* START Record excerpts *

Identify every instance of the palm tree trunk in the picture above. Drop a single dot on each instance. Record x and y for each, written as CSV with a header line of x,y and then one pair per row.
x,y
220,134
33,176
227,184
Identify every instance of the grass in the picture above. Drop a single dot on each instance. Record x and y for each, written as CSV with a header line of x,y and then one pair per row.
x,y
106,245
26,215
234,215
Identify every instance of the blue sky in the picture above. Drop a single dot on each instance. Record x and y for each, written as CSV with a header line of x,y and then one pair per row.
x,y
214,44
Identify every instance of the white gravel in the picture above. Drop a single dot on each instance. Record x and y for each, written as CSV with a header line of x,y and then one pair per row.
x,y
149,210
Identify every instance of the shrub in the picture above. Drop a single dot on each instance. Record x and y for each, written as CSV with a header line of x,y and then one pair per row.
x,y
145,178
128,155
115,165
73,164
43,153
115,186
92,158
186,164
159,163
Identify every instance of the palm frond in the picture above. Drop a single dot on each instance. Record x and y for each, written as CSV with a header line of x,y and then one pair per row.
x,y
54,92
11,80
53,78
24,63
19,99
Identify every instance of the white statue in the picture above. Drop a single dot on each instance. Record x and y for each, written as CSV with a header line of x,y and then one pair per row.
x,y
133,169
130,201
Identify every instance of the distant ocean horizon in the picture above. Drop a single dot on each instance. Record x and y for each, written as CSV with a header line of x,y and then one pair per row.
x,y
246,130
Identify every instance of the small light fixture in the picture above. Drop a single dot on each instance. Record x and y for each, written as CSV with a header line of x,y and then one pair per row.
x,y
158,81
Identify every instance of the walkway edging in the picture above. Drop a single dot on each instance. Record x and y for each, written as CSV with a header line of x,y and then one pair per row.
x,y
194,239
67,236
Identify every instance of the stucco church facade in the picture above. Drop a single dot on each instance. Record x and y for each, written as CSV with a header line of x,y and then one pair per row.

* END Record excerpts *

_Your task_.
Copy every one of the records above line for line, without changing a single word or mark.

_Exercise response_.
Identify every instance of the palm tree trunk in the picture above. Drop a single dot on each instance. Record x and y for each, written as CSV with a header line of x,y and then one pair per row.
x,y
220,134
33,176
227,184
Identify every instance of the grass in the picture above. Drop a single dot on each instance. Record x and y for each, written as CSV with a header line of x,y and then one pair per row.
x,y
106,245
26,215
234,215
Identify every instance of the blue sky in the picture above. Drop a single dot on each instance. Record x and y for each, written as CSV with a header line of x,y and then one pair per row.
x,y
214,44
Identify every instance of the white gravel in the picture above. Drop a single dot on each instance. Record x and y for each, written as CSV with a header line of x,y and then one pair per row.
x,y
149,210
Identify every instance of the shrub in the picture above. Drop a single dot on each instance. Record x and y for each, written as CSV with a header line of x,y and then one pair per row.
x,y
145,178
128,155
115,165
73,164
43,153
115,186
92,158
186,164
159,163
Identify every instance of the palm frond in the picture above. Drop a single dot on each instance. Record x and y for each, written as CSV with a header line of x,y and then one pair per row.
x,y
54,92
11,80
53,78
24,63
19,99
Identify every instance of the white statue in the picture above. Drop a single dot on each instance. Record x and y for each, written as CSV with a header line of x,y and then one pair per row.
x,y
133,169
130,201
Identify every instance of the distant ocean horizon in the picture above. Drop a single dot on each instance. Record x and y for each, written as CSV with a header line of x,y and then one pair per row.
x,y
246,130
Identify every instance of the small light fixture in the picture above. Drop a single dot on each instance. Record x and y for each, written as CSV with a header line of x,y and then one pair per row.
x,y
158,81
Identify every instance of the walkway edging in the picture above. Drop a single dot on each instance. Record x and y for each, written as CSV with a header line of x,y and then one pair per row.
x,y
194,239
67,236
Identify every instance of the stucco church facade in the picture above. Drop a single dot on each instance. Record x and y for each, written as CSV with a header line of x,y and then one pair per row.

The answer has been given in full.